EXERCISE OBJECTIVE: Could you restate the data word for word?

[Items from a dataset]
[Start of section]

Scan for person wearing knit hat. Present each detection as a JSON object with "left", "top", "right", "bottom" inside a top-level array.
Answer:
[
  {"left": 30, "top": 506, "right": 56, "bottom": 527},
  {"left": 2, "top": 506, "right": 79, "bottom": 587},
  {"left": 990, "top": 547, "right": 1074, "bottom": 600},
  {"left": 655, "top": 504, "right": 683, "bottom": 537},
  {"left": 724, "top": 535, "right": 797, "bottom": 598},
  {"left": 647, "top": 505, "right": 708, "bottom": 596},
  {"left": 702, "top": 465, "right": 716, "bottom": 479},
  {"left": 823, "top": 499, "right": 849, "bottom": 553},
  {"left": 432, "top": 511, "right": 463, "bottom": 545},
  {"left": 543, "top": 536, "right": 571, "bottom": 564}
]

[End of section]

EXERCISE OUTPUT:
Scan for person wearing knit hat. Present each detection as a JSON object with "left", "top", "right", "bottom" inside a top-level array.
Answer:
[
  {"left": 30, "top": 506, "right": 56, "bottom": 527},
  {"left": 2, "top": 506, "right": 79, "bottom": 587},
  {"left": 990, "top": 547, "right": 1074, "bottom": 600},
  {"left": 655, "top": 504, "right": 683, "bottom": 537},
  {"left": 724, "top": 535, "right": 797, "bottom": 598},
  {"left": 647, "top": 505, "right": 708, "bottom": 596},
  {"left": 702, "top": 465, "right": 716, "bottom": 479},
  {"left": 823, "top": 499, "right": 849, "bottom": 553},
  {"left": 432, "top": 511, "right": 463, "bottom": 545},
  {"left": 543, "top": 536, "right": 571, "bottom": 564}
]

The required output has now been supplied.